> **Aufgabenstellung**: Geben Sie die gesamte folgende Auflistung Zeile für Zeile unverändert aus.

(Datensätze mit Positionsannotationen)
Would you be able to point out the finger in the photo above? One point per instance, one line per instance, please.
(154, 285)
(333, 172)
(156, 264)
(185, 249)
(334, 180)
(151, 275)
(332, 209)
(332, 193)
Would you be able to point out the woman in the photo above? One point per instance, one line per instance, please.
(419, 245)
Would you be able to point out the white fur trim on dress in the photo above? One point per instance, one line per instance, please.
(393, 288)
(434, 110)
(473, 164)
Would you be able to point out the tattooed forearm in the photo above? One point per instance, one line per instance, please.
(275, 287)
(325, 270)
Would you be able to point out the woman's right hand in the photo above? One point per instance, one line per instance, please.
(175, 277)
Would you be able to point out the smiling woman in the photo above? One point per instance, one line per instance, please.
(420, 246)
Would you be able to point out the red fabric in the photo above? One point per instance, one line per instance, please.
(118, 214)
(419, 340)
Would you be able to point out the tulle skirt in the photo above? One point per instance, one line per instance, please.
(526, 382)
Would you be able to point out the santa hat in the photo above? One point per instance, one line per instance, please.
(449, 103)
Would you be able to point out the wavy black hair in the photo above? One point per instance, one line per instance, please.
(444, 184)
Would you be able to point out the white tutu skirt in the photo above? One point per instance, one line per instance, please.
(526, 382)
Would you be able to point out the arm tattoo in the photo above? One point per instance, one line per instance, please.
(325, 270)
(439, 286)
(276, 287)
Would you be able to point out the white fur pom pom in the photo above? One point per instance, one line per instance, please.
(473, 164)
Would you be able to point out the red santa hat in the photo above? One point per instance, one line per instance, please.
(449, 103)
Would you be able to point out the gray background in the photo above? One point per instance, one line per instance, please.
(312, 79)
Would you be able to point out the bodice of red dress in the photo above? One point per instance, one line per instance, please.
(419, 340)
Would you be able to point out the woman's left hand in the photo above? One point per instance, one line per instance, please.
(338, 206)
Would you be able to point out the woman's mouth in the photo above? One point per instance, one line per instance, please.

> **Lösung zur Aufgabe**:
Would you be able to point out the finger in the photo above? One point per instance, one line per instance, please.
(154, 285)
(333, 172)
(156, 264)
(185, 249)
(334, 180)
(151, 275)
(332, 209)
(332, 193)
Would you be able to point out the woman in the photo above? One point per instance, one line per instance, please.
(419, 245)
Would you be able to point out the white fur trim on dress in the photo above? One point per instance, one line per instance, please.
(393, 288)
(434, 110)
(473, 164)
Would you be able to point out the tattooed forearm in the photo above? One point per instance, one line per instance, please.
(275, 287)
(325, 270)
Would you be able to point out the woman's right hand in the photo above? One point per instance, one line per instance, please.
(175, 277)
Would you be able to point out the smiling woman in the photo above? One point per instance, one line per instance, please.
(420, 246)
Would you be able to point out the red fabric in the photo above? One point per instance, one line per instance, please.
(118, 214)
(419, 340)
Would you be able to point out the tulle skirt in the photo above? One point per instance, one line per instance, please.
(526, 382)
Would you be able to point out the santa hat in the photo above? One point per instance, one line per instance, please.
(449, 103)
Would you be able to point out the wavy black hair in the photo above? One point per instance, one line per instance, please.
(444, 184)
Would you be able to point out the white tutu skirt in the photo above? One point per instance, one line per instance, please.
(526, 382)
Would you be able to point out the arm tattoo in the photo above? One point per instance, one line per instance, please.
(325, 270)
(439, 286)
(276, 287)
Would you be able to point out the white fur pom pom in the photo above? One point per instance, one line per instance, please.
(473, 164)
Would you be able to point out the red santa hat in the photo above? One point per instance, one line per instance, please.
(449, 103)
Would you be able to point out the gray background in the photo above? One point per instance, one line per instance, please.
(312, 79)
Would you be able to point out the bodice of red dress in the photo above? One point per instance, one line per instance, please.
(419, 340)
Would you be able to point out the woman's left hand in the photo above? One point per instance, one line per instance, please.
(338, 206)
Would you be able to point out the woman's mouth in the photo above? One point per instance, one line per instance, please.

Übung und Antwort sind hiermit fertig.